◆ Data for this exercise:
+---+
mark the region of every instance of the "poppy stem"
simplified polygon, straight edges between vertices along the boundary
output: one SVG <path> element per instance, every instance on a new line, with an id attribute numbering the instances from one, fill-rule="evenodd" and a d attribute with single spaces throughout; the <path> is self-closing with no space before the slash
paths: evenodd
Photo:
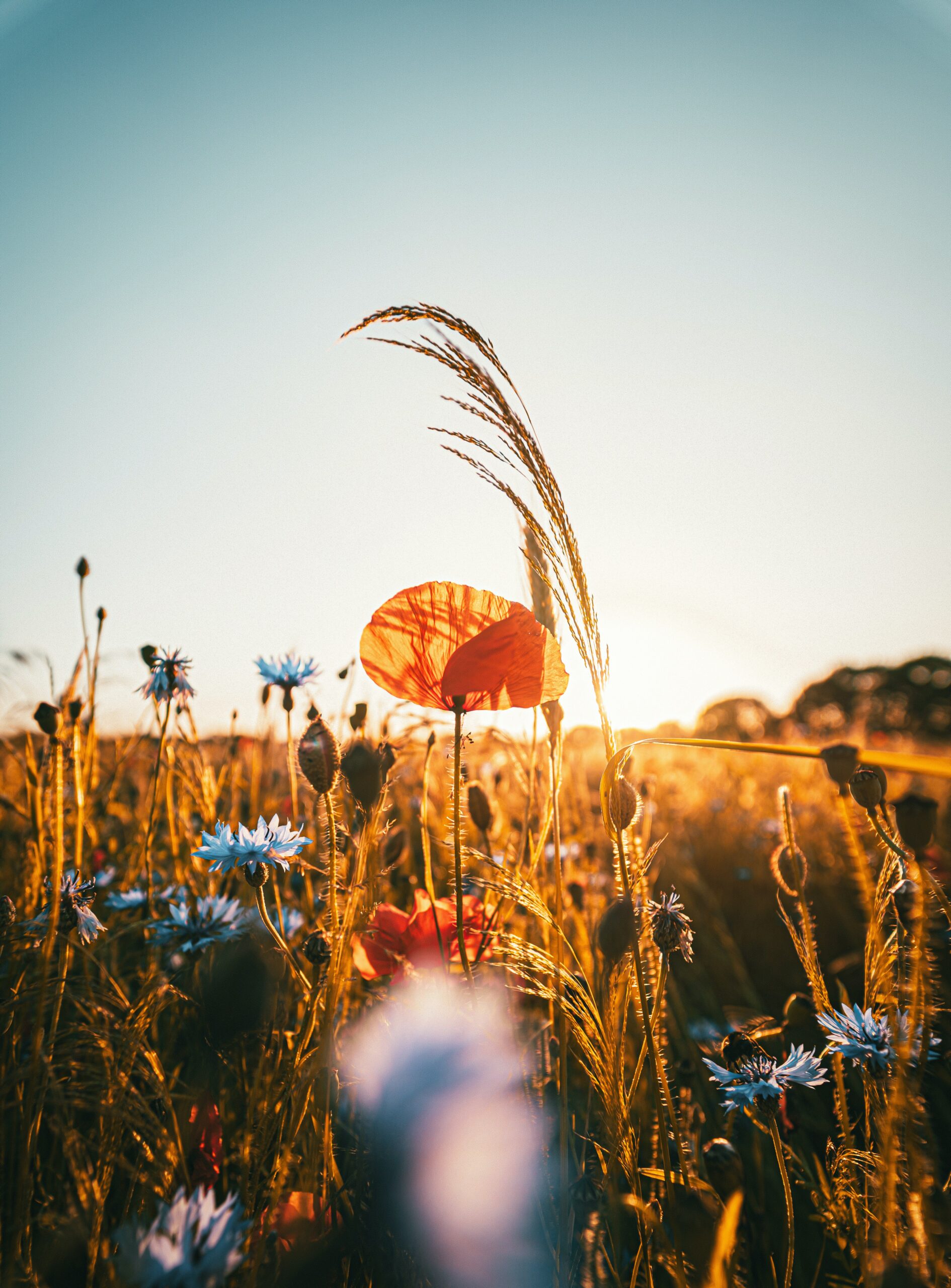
+---+
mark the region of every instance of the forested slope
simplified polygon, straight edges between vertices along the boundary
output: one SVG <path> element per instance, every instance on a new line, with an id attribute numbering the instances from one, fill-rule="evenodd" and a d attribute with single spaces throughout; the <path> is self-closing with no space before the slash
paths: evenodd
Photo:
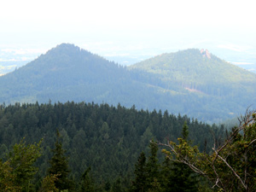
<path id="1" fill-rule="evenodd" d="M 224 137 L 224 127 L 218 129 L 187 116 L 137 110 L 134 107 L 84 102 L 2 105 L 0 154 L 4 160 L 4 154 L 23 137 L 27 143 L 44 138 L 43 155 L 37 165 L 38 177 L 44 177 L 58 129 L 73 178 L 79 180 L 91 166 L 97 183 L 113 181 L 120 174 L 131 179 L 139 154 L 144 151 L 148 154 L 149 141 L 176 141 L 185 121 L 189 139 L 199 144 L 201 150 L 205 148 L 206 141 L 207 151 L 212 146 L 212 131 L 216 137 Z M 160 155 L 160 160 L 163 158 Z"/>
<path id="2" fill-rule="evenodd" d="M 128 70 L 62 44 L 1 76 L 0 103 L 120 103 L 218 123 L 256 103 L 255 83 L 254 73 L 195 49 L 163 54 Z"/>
+---+
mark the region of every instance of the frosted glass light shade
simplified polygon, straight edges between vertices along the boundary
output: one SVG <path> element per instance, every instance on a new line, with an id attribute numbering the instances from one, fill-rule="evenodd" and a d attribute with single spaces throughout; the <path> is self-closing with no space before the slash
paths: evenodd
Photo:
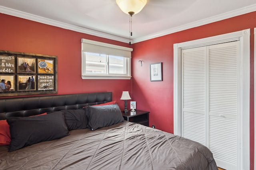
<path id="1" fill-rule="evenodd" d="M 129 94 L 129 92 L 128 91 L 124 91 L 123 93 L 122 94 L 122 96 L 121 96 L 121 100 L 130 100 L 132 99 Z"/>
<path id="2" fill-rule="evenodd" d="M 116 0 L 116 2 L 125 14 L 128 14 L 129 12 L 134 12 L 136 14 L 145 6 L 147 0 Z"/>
+---+
◆ Prompt: Can you copy the lines word for word, starting at the line that contains "mark the region of every instance of the forested" and ending at the line that contains "128 70 L 62", with the pictures left out?

◆ Complete answer:
mark the region of every instance of the forested slope
simplified polygon, straight edges between vertices along the boundary
output: one SVG <path> element per instance, every instance on a new line, with an id attribute numbering the instances from one, fill-rule="evenodd" and a d attribute with single spaces throughout; the <path> is self-closing with no space before the slash
paths: evenodd
Photo:
<path id="1" fill-rule="evenodd" d="M 224 137 L 224 127 L 218 129 L 187 116 L 137 110 L 134 107 L 84 102 L 2 105 L 0 154 L 4 160 L 4 154 L 23 137 L 27 143 L 44 138 L 43 155 L 37 165 L 38 177 L 44 177 L 58 129 L 73 178 L 79 180 L 91 166 L 97 183 L 113 181 L 120 174 L 131 179 L 139 154 L 144 151 L 148 154 L 149 141 L 176 141 L 185 121 L 189 139 L 199 144 L 201 150 L 205 148 L 206 141 L 207 151 L 212 146 L 212 131 L 216 137 Z M 160 155 L 160 160 L 163 158 Z"/>
<path id="2" fill-rule="evenodd" d="M 128 70 L 62 44 L 1 76 L 0 103 L 120 103 L 218 123 L 256 103 L 255 83 L 254 73 L 195 49 L 163 54 Z"/>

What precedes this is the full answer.